◆ WORK REQUIRED
Repeat all of the records verbatim.

◆ SUPPLIED RECORDS
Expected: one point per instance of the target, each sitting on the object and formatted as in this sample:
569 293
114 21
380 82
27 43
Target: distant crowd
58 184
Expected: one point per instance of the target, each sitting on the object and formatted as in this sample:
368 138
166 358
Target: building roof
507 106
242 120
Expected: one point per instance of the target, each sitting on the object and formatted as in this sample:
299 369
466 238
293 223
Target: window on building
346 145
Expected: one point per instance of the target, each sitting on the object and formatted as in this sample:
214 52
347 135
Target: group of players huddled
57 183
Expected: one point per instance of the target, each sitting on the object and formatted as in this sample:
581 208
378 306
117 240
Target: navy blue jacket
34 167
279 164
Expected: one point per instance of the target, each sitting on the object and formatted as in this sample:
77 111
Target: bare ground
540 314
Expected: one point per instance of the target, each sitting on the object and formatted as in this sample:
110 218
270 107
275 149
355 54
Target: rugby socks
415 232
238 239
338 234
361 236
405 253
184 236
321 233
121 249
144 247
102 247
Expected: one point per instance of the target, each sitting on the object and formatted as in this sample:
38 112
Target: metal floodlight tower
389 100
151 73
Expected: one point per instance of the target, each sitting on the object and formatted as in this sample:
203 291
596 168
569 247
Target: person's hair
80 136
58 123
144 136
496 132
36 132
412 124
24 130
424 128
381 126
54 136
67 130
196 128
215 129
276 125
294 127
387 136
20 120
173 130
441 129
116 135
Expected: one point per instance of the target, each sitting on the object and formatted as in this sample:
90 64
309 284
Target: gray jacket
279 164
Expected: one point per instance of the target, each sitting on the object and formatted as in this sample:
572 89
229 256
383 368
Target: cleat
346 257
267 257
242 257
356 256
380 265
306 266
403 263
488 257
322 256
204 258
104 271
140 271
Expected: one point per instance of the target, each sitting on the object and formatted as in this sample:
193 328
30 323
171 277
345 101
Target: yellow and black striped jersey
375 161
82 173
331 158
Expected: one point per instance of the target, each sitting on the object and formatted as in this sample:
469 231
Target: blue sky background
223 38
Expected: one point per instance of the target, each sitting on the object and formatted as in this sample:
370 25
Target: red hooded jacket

◆ PROBLEM SOLUTION
Expected: one point per instance of the target, each sitting on the object and formatted as in this sample:
569 293
114 21
380 82
27 43
Target: distant crowd
58 184
Expected: one point per instance of the target, each sitting on the object and formatted as in this sample:
368 138
166 358
Target: building roof
507 106
242 120
Expected: one point per instance of the target, each sitting on the object and formatted as in this sample:
299 369
466 238
293 223
Target: window on building
346 145
Expected: one point per instance of the target, each sitting on the object and formatted as in this sample:
214 52
347 135
Target: group of players huddled
57 183
Expected: one point per instance of the target, each sitting on the object and formatted as in this sample:
581 208
378 306
117 240
Target: navy blue jacket
34 167
279 164
Expected: one point per instance of the target, each sitting on the object and formatted as in this sample:
77 111
Target: bare ground
540 314
Expected: one point per instance of the target, each sitting on the object and formatted as in this sample:
110 218
270 107
275 149
355 54
Target: rugby socks
415 232
238 239
338 234
361 236
405 253
184 236
321 233
121 249
144 247
102 247
Expected: one point per instance of the target, each sitting on the object and formatted as in this sample:
38 112
Target: metal floodlight tower
389 100
151 73
Expected: one point per instance of the target, each sitting on the object and formatted as in this sample:
203 291
596 168
569 247
Target: person's hair
80 136
58 123
144 136
496 132
36 132
412 124
24 130
424 128
381 126
54 136
67 130
196 128
215 129
276 125
294 127
387 136
20 120
173 130
441 129
116 135
Expected: one point per instance of the target, each sitting on the object and formatted as in this sample:
90 64
309 284
Target: gray jacket
279 164
Expected: one point per instance of the target, each sitting on the object and formatted as in this sample:
572 89
229 256
383 368
Target: cleat
346 257
267 257
242 257
356 256
380 265
306 266
403 263
488 257
322 256
204 258
104 271
140 271
Expected: one point per instance of the target, each sitting on the object and formatted as in this sample:
193 328
30 323
171 277
345 101
Target: yellow and black striped jersey
375 161
82 173
331 158
Expected: one point per instance of the target, each sitting on the object and formatted as in this sample:
469 231
Target: blue sky background
223 38
Expected: one point per instance of the target, each sitting on the object and formatted as in this sample:
370 25
Target: red hooded jacket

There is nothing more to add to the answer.